Aufgabendetails>
Fasse den Seitenauszug über die Ouvertüre in zwei Sätzen zusammen.

Die Ouvertüre
Der geneigte Leser wird vielleicht erkannt haben, dass im vorhergehenden von mehreren Seiten darauf hingewiesen ist, in welcher Stellung Don Juan zum Musikalischen steht, wie dieses das Konstituierende der ganzen Oper ist und sich in deren einzelnen Abteilungen spiegelt. Ich könnte hier aufhören; indes um weiterer Vollständigkeit willen will ich jene Behauptung an ein paar einzelnen Stücken näher beleuchten. Die Wahl sei keine willkürliche. Ich wähle die Ouvertüre, welche wohl zumeist den Grundton der Oper angibt in gedrängter Konzentration, und hebe zunächst das vor andern epische und am meisten lyrische Moment des Stückes hervor, um zu zeigen, wie selbst an der äußersten Grenze die innere Vollendung der Oper bewahrt, das Musikalisch-Dramatische aufrechtgehalten wird, wie Don Juan es ist, welcher die Oper musikalisch trägt.

Bereitgestellte Daten>
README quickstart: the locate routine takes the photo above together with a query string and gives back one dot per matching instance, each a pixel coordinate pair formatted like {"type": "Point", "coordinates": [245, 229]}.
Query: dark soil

Antwort zur Aufgabe>
Nachdem im Vorhergehenden bereits auf die Stellung Don Juans zum Musikalischen und darauf hingewiesen wurde, dass dieses das Konstituierende der ganzen Oper ist, soll diese Behauptung um der Vollständigkeit willen an einzelnen Stücken näher beleuchtet werden. Gewählt wird dafür die Ouvertüre, die den Grundton der Oper in gedrängter Konzentration angibt, um zu zeigen, dass Don Juan die Oper musikalisch trägt.